TEXT PASSAGE

• • • • • • •

Saturday, August 25, 2012
Major Stress & Depression Physically Changes the Brain
We are talking about major depression here and all that. It appears that we have a biological marker and that this could lead to effective therapies. Similar effects appear typically caused by imbalances in the blood's energy transport and are just that. Major depression lacks such a simple explanation so this is quite welcome. Whether this also leads to a simple therapy remains to be seen.
We probably need another name for this. Common depression is more about been tired and is tossed about far too much. When you are tired, your judgment begins to fail as the brain starves for more energy and actual rest however brief. You can and will feel badly. Yet recovery is often a shot of energy and simple re-engagement with the task at hand. This group is easily separable and most of us soon learn to mange all this.
The other group is another issue and now knowing it is biologically driven allows us to dismiss the red herrings out there.
ScienceDaily (Aug. 12, 2012) — Major depression or chronic stress can cause the loss of brain volume, a condition that contributes to both emotional and cognitive impairment. Now a team of researchers led by Yale scientists has discovered one reason why this occurs -- a single genetic switch that triggers loss of brain connections in humans and depression in animal models.

• • • • • • •

GIVEN ENTRIES
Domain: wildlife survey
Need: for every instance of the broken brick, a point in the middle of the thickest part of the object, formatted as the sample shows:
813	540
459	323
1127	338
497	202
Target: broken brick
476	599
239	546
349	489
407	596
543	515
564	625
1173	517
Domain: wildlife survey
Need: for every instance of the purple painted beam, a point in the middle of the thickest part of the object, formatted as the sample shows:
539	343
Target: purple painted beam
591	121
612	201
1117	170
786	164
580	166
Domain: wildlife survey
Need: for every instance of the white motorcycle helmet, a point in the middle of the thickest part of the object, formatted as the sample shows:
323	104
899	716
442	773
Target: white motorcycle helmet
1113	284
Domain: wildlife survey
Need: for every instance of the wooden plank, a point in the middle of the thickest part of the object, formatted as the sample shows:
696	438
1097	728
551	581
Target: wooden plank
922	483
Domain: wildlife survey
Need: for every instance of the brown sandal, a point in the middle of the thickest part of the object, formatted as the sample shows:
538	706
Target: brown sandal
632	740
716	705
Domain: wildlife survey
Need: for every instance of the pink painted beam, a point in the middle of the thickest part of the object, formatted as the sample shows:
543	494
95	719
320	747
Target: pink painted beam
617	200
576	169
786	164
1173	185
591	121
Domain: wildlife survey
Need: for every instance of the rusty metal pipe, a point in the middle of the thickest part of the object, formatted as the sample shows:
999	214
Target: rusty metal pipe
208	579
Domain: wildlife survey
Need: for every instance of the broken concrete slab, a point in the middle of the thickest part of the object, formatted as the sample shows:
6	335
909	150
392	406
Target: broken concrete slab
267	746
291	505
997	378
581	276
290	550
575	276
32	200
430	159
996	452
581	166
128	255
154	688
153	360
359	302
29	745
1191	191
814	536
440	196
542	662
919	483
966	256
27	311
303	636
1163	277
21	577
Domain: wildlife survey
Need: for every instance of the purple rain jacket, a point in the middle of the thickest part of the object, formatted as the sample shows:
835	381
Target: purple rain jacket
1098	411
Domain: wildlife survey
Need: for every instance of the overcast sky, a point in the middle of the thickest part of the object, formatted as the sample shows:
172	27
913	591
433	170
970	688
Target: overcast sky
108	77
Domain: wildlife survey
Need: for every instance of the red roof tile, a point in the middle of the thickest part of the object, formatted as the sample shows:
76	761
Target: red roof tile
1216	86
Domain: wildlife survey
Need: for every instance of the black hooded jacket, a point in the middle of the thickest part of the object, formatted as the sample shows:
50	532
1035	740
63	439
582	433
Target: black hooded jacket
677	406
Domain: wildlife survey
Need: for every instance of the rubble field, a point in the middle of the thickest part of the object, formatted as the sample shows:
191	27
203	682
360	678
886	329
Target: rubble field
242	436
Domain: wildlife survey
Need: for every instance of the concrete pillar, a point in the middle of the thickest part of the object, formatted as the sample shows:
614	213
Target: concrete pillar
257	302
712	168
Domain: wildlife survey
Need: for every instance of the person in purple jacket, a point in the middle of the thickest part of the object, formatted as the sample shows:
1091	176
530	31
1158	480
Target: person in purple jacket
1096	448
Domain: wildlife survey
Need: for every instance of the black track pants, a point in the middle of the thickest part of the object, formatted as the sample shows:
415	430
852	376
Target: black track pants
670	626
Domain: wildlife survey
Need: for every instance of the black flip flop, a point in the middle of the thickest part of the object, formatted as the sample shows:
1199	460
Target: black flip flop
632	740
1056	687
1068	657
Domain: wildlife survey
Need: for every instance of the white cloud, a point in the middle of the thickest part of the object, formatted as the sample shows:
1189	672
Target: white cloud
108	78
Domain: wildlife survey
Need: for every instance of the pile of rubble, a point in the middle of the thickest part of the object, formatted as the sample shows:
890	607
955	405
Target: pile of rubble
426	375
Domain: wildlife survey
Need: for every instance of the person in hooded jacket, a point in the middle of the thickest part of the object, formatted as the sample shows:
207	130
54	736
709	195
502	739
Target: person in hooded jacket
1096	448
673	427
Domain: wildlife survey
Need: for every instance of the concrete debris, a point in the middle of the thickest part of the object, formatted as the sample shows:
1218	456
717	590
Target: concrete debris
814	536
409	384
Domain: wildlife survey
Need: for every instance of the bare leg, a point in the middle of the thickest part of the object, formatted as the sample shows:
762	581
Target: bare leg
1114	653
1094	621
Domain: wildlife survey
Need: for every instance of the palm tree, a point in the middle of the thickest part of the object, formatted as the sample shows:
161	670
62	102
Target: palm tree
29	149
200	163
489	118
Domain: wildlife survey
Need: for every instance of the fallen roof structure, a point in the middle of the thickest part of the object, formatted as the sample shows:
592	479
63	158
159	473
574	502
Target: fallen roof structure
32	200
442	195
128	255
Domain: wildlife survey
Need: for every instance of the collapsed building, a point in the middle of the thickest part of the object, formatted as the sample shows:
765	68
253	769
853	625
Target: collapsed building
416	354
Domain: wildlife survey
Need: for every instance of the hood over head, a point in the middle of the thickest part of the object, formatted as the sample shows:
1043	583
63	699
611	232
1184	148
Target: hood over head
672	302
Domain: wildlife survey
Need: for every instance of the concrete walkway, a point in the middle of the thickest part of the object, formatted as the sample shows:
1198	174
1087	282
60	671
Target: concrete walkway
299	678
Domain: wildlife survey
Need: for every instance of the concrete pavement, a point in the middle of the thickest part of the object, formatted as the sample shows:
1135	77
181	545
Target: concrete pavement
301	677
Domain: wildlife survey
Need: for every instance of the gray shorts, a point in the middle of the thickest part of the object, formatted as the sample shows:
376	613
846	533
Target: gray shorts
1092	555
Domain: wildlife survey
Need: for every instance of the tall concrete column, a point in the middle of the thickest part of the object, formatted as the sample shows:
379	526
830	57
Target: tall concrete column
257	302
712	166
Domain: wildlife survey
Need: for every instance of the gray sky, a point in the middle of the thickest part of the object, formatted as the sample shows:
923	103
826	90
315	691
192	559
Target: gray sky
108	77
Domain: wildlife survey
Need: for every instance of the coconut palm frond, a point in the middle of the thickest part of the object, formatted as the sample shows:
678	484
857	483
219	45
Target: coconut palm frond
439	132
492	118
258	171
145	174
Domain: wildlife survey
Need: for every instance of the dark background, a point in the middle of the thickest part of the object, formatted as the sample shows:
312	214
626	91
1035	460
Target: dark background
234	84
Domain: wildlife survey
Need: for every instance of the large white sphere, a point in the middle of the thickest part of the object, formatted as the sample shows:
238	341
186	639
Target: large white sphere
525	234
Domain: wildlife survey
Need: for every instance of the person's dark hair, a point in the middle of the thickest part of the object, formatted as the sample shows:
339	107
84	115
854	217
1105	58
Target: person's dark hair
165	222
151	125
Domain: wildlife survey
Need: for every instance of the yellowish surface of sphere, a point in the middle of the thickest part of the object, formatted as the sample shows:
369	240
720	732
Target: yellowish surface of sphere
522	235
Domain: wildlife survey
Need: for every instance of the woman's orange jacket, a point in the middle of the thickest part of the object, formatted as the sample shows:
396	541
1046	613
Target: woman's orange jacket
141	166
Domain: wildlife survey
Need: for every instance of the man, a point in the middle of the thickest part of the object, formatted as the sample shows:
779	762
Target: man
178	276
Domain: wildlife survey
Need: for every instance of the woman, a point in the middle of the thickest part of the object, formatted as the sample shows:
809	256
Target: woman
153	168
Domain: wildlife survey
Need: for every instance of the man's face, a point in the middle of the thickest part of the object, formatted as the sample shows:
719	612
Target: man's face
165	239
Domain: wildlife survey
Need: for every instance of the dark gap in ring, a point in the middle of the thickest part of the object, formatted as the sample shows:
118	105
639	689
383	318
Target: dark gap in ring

• • • • • • •

USING THE INFORMATION
1 - In the blog post on depression and the brain, what did the team led by Yale scientists discover?
2 - List every effect of being tired that the blog post on depression and the brain describes.
3 - Pick up the blog post on depression and the brain where it stops, and keep writing from there.

ANSWERS FOR EACH ITEM
1 - They discovered a single genetic switch that triggers loss of brain connections in humans and depression in animal models.

2 -
- Your judgment begins to fail.
- The brain starves for more energy and actual rest.
- You can and will feel badly.

3 -
The findings, reported in the Aug. 12 issue of the journal Nature Medicine, show that the genetic switch known as a transcription factor represses the expression of several genes that are necessary for the formation of synaptic connections between brain cells, which in turn could contribute to loss of brain mass in the prefrontal cortex.
"We wanted to test the idea that stress causes a loss of brain synapses in humans," said senior author Ronald Duman, the Elizabeth Mears and House Jameson Professor of Psychiatry and professor of neurobiology and of pharmacology. "We show that circuits normally involved in emotion, as well as cognition, are disrupted when this single transcription factor is activated."
The research team analyzed tissue of depressed and non-depressed patients donated from a brain bank and looked for different patterns of gene activation. The brains of patients who had been depressed exhibited lower levels of expression in genes that are required for the function and structure of brain synapses. Lead author and postdoctoral researcher H.J. Kang discovered that at least five of these genes could be regulated by a single transcription factor called GATA1. When the transcription factor was activated, rodents exhibited depressive-like symptoms, suggesting GATA1 plays a role not only in the loss of connections between neurons but also in symptoms of depression.
Duman theorizes that genetic variations in GATA1 may one day help identify people at high risk for major depression or sensitivity to stress.
"We hope that by enhancing synaptic connections, either with novel medications or behavioral therapy, we can develop more effective antidepressant therapies," Duman said.
The study was funded by the National Institutes of Health and the Connecticut Department of Mental Health and Addiction Services.
Other Yale authors of the paper are Bhavya Voleti, Pawel Licznerski, Ashley Lepack, and Mounira Banasr.